* Problem requirements *
According to the Mika Nakashima album text, what position did Best debut at on the Japan Oricon 200 Album Chart?

* Provided passage *
---*---

Greatest hits album by Mika Nakashima
- Released: 2005-12-07
- Genre: J-pop, jazz, pop, easy listening, rock
- Length: 1:14:22
- Label: Sony Music Associated Records

Mika Nakashima chronology
| Music (2005) | Best (2005) | The End (2006) |

= Best (Mika Nakashima album) =

Best is the first Japanese compilation album and sixth overall album release by Mika Nakashima. It contains 14 songs. Two new re-recordings were made: one of her first single, 'Stars,' and the other of 'Amazing Grace (05),' the latter of which was included in a Suntory commercial for Freixnet Champagne and made as a radio-only single to promote the album in Japan.

A music video compilation, also called 'BEST,' was released in Japan and Southeast Asia in December 2005. It contains the music videos for all of Mika's first 18 singles – from 'Stars' to 'Glamorous Sky' – and the promotional videos for 'Amazing Grace (05)' and a previously unreleased live recording of the song 'Blood.'

Best debuted at #1 in the Japan Oricon 200 Album Chart when it was released, selling 480,097 copies in its first week – bettering the first-week sales of her first album, True. It was the #5 album of 2006.

---*---

* Data lines *
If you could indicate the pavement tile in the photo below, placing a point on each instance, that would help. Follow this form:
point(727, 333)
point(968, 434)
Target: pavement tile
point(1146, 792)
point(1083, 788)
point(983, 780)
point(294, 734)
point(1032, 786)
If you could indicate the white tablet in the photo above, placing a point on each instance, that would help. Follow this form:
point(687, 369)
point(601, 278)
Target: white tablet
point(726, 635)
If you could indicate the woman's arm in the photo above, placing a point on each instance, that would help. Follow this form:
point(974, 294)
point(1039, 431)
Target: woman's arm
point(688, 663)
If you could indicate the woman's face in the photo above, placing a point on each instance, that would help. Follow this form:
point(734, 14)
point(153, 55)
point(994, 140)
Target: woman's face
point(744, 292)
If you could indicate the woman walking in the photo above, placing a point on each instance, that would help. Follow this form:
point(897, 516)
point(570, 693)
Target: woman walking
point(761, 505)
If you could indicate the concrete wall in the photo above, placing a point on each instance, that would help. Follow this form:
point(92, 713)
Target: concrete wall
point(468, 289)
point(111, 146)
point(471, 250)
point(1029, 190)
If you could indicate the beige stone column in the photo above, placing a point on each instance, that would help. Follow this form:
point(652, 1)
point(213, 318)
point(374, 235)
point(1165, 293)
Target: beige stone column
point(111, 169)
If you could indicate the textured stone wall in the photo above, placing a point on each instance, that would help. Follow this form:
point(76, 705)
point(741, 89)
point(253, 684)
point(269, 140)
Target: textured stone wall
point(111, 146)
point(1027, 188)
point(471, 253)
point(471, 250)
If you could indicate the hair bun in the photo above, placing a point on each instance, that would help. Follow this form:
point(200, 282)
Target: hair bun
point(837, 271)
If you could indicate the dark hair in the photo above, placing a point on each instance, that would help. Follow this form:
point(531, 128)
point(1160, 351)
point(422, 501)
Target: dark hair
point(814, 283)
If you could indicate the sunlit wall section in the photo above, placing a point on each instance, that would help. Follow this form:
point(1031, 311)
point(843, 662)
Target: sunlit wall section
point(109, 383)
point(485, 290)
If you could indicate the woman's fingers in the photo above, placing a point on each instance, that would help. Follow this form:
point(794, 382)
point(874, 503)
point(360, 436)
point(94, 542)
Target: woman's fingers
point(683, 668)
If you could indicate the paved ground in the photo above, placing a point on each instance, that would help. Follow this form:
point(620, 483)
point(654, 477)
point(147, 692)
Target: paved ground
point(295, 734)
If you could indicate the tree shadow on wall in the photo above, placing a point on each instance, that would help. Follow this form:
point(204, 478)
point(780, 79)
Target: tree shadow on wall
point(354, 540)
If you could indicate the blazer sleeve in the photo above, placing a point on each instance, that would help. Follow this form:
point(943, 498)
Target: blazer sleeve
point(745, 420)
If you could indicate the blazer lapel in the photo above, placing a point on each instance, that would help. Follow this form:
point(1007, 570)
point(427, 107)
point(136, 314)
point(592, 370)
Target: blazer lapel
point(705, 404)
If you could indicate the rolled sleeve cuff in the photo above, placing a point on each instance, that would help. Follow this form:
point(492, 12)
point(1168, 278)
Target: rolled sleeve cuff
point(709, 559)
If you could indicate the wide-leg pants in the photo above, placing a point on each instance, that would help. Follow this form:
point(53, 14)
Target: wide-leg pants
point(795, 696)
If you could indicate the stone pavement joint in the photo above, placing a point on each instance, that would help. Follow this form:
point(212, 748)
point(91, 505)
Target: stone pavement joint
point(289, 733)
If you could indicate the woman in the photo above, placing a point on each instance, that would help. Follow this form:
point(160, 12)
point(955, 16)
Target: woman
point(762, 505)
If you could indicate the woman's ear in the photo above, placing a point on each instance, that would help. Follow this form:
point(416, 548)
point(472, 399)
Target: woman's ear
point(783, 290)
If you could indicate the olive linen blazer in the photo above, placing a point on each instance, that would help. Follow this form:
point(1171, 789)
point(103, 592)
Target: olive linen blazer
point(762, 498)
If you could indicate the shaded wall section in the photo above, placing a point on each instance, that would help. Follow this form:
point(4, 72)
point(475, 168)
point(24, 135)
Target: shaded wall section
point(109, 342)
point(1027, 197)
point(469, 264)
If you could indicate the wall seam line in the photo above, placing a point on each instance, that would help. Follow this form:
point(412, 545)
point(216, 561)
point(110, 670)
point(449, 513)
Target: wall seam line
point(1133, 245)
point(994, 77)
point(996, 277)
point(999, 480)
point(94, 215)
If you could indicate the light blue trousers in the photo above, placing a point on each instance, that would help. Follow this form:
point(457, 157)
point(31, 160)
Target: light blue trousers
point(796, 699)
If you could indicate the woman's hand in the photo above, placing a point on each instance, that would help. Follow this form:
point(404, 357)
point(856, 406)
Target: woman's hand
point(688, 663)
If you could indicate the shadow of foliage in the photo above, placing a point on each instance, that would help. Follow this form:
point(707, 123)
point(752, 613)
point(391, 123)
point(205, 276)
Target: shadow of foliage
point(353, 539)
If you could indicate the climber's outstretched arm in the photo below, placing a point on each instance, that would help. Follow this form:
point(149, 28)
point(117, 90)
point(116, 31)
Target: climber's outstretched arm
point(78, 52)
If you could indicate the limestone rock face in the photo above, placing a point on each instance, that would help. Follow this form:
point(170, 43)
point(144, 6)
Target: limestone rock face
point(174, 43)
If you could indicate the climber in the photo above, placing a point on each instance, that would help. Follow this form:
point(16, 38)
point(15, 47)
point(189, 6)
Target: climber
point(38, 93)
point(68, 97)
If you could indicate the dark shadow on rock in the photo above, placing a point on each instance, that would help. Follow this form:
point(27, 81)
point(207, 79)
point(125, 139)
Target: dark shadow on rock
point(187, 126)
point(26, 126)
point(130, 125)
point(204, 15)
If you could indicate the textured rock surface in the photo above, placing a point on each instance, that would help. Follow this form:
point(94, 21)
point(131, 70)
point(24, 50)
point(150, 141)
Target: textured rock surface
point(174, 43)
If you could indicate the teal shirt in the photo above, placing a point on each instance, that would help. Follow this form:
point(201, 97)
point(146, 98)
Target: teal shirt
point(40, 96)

---*---

* Finished exercise *
It debuted at #1.